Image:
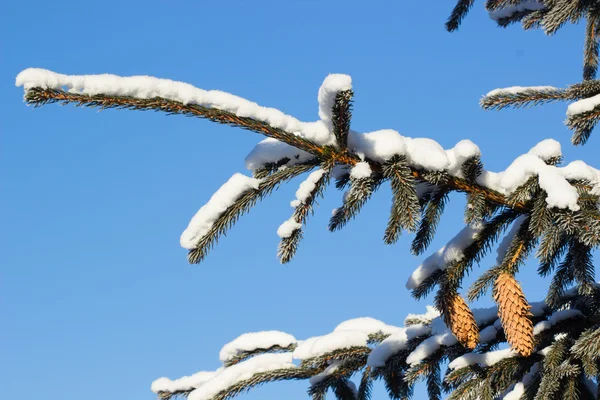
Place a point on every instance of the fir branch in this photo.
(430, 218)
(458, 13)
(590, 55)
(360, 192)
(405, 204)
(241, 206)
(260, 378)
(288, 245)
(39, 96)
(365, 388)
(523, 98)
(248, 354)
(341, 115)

____

Rewrite every line above, not only the coordinate lines, and increase both values of each point coordinate by 12. Leave the picture out of your output.

Image:
Place a point on every instance of the fir branch in this photo.
(442, 230)
(470, 25)
(602, 67)
(372, 204)
(417, 216)
(253, 218)
(272, 390)
(300, 257)
(51, 108)
(377, 400)
(535, 110)
(260, 366)
(353, 127)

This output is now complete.